- [Given instruction]: Reproduce the records below word for word, leaving out the pictures.

(Part of a data file)
──────────
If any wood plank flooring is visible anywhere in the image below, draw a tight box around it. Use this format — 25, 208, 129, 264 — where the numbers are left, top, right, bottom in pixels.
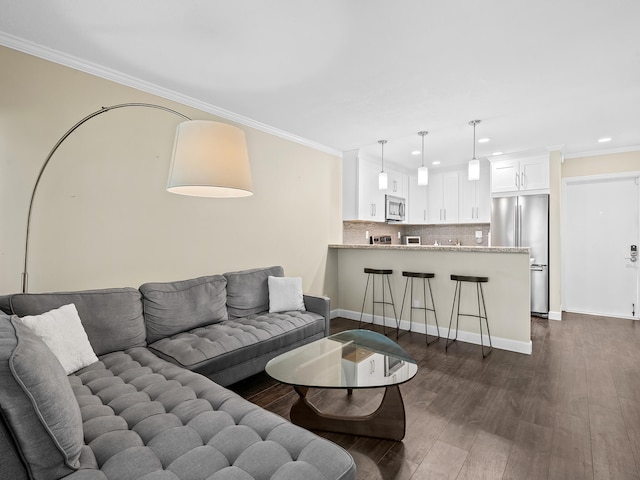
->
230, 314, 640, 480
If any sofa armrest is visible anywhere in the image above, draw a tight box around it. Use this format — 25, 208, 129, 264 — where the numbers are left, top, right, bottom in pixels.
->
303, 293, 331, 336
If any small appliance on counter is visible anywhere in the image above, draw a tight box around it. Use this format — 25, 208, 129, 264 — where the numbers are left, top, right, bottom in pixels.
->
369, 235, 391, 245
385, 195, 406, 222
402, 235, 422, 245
──────────
- [Solution]:
If any wood plank flooring is visible anywhere in the image below, draw a tight box around it. Use this format — 25, 208, 129, 264 — where the numbers are left, top, right, bottom in pixels.
->
230, 314, 640, 480
If any sofa armrest is visible anywhere in the image above, draw a tight box around it. Use this format — 25, 208, 129, 264 — where the numbers are left, top, right, bottom in pixels.
->
303, 293, 331, 336
If any small appliance on counter is visible anywhere in the image above, draw a tight box around it. Use this format — 25, 208, 129, 264 — where the numbers are left, top, right, bottom in pixels.
->
369, 235, 391, 245
385, 195, 406, 222
402, 235, 422, 245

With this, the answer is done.